[Excerpts from location labeling data]

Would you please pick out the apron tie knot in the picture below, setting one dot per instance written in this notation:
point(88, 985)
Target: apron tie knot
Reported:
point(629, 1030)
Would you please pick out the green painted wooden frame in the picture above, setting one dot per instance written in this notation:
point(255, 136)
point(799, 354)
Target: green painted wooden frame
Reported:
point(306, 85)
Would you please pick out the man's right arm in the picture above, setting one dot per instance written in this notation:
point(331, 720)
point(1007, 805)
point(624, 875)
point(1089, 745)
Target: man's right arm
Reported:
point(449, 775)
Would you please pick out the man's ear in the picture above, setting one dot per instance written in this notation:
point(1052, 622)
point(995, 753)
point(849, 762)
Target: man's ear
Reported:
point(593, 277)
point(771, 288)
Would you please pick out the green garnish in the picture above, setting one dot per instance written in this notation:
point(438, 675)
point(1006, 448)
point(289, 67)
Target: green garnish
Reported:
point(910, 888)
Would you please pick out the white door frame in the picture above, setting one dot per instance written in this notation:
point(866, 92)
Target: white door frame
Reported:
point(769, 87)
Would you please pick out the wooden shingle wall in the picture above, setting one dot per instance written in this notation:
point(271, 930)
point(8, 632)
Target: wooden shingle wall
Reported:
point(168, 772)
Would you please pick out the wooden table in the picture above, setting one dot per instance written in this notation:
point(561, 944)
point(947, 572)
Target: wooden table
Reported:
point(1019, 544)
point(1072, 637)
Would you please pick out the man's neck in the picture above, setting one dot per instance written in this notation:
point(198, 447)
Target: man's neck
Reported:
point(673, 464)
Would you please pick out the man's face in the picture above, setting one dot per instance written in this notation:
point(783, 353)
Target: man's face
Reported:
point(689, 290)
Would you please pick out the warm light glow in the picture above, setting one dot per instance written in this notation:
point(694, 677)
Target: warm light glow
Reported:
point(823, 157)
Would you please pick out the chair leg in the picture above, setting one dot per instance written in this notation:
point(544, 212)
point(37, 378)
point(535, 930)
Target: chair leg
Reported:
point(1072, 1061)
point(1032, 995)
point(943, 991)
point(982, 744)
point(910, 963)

[Brief] Please rewrite every line of the items above as a numbered list, leaving out any blank lines.

[The output]
1. Would you please pick out the apron tie knot in the picture below, setting one dot per instance written in this notation:
2. point(88, 985)
3. Target: apron tie knot
4. Reported:
5. point(629, 1030)
6. Would you please pick out the green painted wooden frame in the picture above, setting one dot per instance written in this notation:
7. point(255, 136)
8. point(799, 354)
9. Target: green painted wooden frame
10. Reported:
11. point(306, 85)
12. Would you please pick out the man's right arm in the picture above, setting one dot per instance written in this notation:
13. point(331, 720)
14. point(1007, 805)
15. point(624, 875)
16. point(1089, 745)
17. Target: man's right arm
18. Reported:
19. point(449, 775)
20. Would you please pick out the man's ear in the picture above, setting one dot per instance written in this notation:
21. point(1052, 622)
22. point(995, 753)
23. point(849, 762)
24. Target: man's ear
25. Reported:
26. point(593, 277)
27. point(771, 288)
28. Would you please pick out the green garnish in the picture above, setting one dot per instance written in this notation:
29. point(438, 675)
30. point(1006, 448)
31. point(289, 67)
32. Target: green garnish
33. Reported:
34. point(910, 888)
35. Would you please pick out the white door frame in the picture above, setting one dot per instance written in this notation:
36. point(866, 92)
37. Target: white door frame
38. Reported:
39. point(769, 87)
40. Would you please pick out the wooden shingle wall in the picture above, setting one dot per instance written in this notation:
41. point(271, 930)
42. point(8, 632)
43. Target: wooden shingle wall
44. Reported:
45. point(168, 772)
46. Would you please pick out the wooden table in the picture above, setting one dot per instance written in this notation:
47. point(561, 944)
48. point(947, 572)
49. Target: wooden table
50. Reported:
51. point(1019, 544)
52. point(1072, 637)
53. Would you please pick out the man's neck in the picture above, setting one dot per instance written in this notation:
54. point(198, 447)
55. Target: man's neck
56. Reported:
57. point(673, 464)
58. Would you please pick out the man's face in the picture above, setting one dot per instance written in this notation:
59. point(783, 353)
60. Target: man's face
61. Reported:
62. point(689, 290)
63. Would you please pick out the warm light glow in the picture above, setting one dot per instance written in this notation:
64. point(694, 677)
65. Target: warm light glow
66. Reported:
67. point(823, 157)
68. Would you please pick out the chair leg in the picture above, setting one dot per instance written in this notation:
69. point(544, 212)
70. point(37, 378)
71. point(535, 930)
72. Target: chair leg
73. Reported:
74. point(1072, 1061)
75. point(1032, 995)
76. point(943, 991)
77. point(982, 744)
78. point(910, 963)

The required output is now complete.